===== Bereitgestellter Text =====

Sorge um Rechtsstaatlichkeit in Ungarn
Berlin: (hib/SAS) Mit Sorge beobachtet die Bundesregierung die jüngsten Einschränkungen der Meinungs- und Pressefreiheit in Ungarn. Die im Kampf gegen die Corona-Pandemie vom Parlament gebilligten Notstandsgesetze, welche vor allem das Regieren per Dekret ohne zeitliche Befristung erlauben und Strafen für das Verbreiten falscher oder die Wahrheit verzerrender Nachrichten vorsehen, stelle eine weitere Beschneidung von Rechtsstaat und Demokratie dar, sagte eine Vertreterin der Bundesregierung am Mittwochnachmittag im Ausschuss für Menschenrechte und humanitäre Hilfe.

===== Datensatzeinträge =====

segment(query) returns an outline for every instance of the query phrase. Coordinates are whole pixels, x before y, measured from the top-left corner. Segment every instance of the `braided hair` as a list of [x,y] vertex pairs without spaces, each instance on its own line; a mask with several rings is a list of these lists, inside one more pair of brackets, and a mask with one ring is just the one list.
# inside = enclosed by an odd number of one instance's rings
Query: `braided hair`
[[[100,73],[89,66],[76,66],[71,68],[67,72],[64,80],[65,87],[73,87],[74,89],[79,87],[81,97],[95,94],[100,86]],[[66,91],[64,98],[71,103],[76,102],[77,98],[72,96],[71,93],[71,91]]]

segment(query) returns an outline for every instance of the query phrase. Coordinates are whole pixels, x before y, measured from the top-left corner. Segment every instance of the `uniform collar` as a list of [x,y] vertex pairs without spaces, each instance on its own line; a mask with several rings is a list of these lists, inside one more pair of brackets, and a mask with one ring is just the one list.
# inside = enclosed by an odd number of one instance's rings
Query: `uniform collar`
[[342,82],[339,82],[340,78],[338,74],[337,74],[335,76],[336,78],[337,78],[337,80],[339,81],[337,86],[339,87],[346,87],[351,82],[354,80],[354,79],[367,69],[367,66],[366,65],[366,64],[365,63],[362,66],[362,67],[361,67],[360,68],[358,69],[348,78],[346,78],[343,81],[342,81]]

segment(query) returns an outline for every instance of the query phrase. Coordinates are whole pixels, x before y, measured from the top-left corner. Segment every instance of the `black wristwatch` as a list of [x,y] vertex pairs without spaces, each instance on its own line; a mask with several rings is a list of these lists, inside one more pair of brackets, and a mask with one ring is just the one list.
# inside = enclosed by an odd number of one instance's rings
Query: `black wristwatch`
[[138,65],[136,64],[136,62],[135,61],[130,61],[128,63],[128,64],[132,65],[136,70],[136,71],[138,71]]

=====
===== Datensatzeinträge =====

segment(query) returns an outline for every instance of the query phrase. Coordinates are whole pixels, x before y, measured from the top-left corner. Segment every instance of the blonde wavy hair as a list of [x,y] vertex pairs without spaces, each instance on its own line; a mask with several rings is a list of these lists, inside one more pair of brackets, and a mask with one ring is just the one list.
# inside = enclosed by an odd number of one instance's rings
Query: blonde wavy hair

=====
===== Datensatzeinträge =====

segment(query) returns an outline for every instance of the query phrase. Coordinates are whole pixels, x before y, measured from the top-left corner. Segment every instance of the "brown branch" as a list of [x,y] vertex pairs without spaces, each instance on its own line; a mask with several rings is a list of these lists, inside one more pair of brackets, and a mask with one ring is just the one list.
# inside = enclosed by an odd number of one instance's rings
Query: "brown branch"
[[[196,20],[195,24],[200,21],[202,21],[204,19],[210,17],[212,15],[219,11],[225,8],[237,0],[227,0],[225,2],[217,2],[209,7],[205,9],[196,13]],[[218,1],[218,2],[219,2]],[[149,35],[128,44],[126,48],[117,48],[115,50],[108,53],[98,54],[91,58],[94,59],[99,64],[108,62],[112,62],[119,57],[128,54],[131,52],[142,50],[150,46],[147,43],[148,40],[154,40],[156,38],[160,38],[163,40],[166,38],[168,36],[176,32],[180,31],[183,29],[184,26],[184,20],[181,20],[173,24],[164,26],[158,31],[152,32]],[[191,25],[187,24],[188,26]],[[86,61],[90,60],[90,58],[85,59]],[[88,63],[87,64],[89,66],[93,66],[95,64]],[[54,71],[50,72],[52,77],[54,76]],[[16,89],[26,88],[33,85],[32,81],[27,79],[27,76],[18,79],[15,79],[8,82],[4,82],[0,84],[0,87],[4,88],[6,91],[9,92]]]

=====

> [Aufgaben zum Material]
1. Stimmen die folgenden Aussagen mit dem Text über Ungarn überein? Antworte jeweils mit Ja oder Nein und zitiere die entscheidenden Worte des Textes wörtlich.
(a) Die Notstandsgesetze wurden vom Parlament gebilligt.
(b) Die Notstandsgesetze erlauben das Regieren per Dekret nur für eine begrenzte Zeit.
(c) Die Vertreterin der Bundesregierung äußerte sich am Mittwochvormittag im Ausschuss.
2. Aktualisiere einen Abschnitt des Textes über Ungarn, indem du „Bundesregierung“ durch „Regierung“ ersetzt. Beginne bei den Worten „Sorge um Rechtsstaatlichkeit“ und höre nach „und humanitäre Hilfe.“ auf.
3. Nenne alle Institutionen und Gremien, die im Text über Ungarn genannt werden.

> [Antworten]
1.
(a) Ja: „vom Parlament gebilligten Notstandsgesetze“
(b) Nein: „das Regieren per Dekret ohne zeitliche Befristung erlauben“
(c) Nein: „am Mittwochnachmittag“

2.
Sorge um Rechtsstaatlichkeit in Ungarn
Berlin: (hib/SAS) Mit Sorge beobachtet die Regierung die jüngsten Einschränkungen der Meinungs- und Pressefreiheit in Ungarn. Die im Kampf gegen die Corona-Pandemie vom Parlament gebilligten Notstandsgesetze, welche vor allem das Regieren per Dekret ohne zeitliche Befristung erlauben und Strafen für das Verbreiten falscher oder die Wahrheit verzerrender Nachrichten vorsehen, stelle eine weitere Beschneidung von Rechtsstaat und Demokratie dar, sagte eine Vertreterin der Regierung am Mittwochnachmittag im Ausschuss für Menschenrechte und humanitäre Hilfe.

3.
- Bundesregierung
- Parlament
- Ausschuss für Menschenrechte und humanitäre Hilfe